** BEGIN INPUT FOR THIS TASK **

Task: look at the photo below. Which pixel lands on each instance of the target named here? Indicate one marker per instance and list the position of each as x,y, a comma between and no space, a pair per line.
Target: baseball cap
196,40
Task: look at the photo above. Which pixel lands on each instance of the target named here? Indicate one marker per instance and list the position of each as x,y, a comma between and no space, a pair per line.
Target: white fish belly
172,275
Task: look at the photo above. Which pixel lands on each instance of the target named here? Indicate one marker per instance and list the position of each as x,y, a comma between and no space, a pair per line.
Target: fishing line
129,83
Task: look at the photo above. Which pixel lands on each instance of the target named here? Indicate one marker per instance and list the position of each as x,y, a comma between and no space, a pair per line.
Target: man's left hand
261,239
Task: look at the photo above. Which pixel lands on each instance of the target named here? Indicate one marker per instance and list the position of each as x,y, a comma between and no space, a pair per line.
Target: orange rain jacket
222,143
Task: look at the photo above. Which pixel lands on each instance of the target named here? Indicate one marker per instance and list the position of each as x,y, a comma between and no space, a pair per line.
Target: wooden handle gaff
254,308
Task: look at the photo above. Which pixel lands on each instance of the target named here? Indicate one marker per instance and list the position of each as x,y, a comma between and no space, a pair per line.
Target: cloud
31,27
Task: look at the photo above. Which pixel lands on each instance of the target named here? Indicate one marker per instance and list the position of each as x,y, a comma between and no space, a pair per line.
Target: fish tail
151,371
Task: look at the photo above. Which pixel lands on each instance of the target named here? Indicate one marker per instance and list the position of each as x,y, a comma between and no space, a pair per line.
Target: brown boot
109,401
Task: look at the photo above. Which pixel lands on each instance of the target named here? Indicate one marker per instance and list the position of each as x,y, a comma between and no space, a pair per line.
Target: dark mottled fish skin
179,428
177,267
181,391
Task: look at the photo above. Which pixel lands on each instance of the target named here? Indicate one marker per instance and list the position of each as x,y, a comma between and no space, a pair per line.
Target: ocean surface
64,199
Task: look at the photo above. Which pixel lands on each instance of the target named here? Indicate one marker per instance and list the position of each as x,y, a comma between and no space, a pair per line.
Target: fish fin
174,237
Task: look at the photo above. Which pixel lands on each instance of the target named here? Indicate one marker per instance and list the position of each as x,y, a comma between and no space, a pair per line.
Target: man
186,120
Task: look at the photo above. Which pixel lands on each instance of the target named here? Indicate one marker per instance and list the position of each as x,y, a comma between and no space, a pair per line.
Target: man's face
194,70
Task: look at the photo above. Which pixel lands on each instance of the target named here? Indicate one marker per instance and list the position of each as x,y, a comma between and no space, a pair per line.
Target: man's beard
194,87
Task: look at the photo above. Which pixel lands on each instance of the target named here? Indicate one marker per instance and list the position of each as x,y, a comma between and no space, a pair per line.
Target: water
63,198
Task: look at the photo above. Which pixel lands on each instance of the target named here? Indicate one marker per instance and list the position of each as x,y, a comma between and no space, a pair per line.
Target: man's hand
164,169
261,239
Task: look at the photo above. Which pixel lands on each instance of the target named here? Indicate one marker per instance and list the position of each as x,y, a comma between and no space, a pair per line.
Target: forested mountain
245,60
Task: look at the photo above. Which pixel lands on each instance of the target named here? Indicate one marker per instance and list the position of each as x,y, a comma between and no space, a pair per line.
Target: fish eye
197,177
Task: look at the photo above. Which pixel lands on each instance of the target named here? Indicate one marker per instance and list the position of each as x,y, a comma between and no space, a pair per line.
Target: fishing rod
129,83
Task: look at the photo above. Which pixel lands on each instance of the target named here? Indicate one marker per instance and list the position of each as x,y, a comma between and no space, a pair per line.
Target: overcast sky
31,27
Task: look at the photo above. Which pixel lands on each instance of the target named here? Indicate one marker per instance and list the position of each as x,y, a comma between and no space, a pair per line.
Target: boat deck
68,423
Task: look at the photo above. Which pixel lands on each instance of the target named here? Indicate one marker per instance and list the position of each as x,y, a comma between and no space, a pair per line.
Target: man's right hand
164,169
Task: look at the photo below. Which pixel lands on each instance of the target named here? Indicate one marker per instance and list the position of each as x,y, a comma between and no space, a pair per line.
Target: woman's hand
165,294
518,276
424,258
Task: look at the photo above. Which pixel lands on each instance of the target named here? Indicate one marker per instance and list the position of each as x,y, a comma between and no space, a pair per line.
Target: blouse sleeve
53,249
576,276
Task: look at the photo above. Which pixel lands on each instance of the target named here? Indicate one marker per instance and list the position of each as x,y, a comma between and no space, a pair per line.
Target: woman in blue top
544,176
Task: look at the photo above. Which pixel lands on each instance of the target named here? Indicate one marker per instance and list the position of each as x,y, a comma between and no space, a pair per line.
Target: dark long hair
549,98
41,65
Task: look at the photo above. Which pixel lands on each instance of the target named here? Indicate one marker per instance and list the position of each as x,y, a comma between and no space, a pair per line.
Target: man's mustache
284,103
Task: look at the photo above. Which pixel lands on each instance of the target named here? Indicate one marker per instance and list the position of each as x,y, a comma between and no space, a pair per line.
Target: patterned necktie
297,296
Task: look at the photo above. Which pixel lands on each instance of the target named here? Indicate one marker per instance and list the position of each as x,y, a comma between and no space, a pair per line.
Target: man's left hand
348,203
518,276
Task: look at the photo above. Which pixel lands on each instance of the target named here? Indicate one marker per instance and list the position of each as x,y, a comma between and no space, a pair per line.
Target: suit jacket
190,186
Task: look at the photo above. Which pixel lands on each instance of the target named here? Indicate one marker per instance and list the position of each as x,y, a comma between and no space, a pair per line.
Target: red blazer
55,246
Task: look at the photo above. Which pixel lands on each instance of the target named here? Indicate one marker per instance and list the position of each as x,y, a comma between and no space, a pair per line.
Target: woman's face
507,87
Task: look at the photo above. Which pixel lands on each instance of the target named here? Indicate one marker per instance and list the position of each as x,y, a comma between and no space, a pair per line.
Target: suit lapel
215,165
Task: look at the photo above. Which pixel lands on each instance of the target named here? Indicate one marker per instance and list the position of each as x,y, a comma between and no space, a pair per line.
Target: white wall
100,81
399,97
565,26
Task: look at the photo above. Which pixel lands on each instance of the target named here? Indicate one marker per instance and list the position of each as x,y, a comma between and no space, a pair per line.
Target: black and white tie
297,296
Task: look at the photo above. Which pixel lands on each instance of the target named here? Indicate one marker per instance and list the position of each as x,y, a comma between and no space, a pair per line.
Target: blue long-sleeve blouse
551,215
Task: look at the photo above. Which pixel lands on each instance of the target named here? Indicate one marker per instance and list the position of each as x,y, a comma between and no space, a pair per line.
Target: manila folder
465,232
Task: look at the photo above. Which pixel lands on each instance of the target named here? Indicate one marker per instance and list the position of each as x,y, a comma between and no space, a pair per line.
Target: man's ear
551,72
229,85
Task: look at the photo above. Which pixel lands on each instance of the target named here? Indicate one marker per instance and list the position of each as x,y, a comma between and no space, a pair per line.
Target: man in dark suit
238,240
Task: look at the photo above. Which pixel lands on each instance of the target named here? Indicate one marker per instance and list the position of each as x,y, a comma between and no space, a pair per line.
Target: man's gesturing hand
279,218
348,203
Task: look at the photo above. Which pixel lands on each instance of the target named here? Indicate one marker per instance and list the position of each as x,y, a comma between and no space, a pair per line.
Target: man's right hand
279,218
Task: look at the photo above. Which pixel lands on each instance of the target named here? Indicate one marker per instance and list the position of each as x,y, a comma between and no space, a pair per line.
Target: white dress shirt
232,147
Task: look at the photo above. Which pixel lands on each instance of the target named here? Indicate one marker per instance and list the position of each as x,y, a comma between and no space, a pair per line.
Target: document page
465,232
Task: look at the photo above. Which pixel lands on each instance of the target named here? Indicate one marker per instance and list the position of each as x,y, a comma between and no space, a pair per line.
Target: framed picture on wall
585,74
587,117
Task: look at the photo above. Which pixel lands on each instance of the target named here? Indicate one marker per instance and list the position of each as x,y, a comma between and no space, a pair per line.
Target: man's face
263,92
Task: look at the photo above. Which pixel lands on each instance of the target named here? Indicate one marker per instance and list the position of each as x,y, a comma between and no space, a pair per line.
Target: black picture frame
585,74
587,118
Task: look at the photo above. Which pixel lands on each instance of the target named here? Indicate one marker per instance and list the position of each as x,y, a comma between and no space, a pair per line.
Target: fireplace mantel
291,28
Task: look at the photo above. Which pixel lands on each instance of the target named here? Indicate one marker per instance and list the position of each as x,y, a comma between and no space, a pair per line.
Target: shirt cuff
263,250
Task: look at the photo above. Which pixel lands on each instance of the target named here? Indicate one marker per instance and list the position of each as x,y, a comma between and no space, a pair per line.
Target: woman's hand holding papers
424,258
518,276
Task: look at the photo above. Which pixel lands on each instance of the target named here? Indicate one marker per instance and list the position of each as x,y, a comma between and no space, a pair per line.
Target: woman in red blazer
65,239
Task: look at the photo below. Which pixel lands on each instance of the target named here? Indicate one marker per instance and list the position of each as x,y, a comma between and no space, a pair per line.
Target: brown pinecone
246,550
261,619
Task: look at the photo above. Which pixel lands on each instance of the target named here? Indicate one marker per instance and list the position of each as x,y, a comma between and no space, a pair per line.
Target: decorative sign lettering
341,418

** END INPUT FOR THIS TASK **

• **WHAT YOU NEED TO DO**
Please filter the items above and copy every line that contains the word "dark".

• **TASK OUTPUT**
Target: dark mottled fish skin
Target: dark long hair
Target: man in dark suit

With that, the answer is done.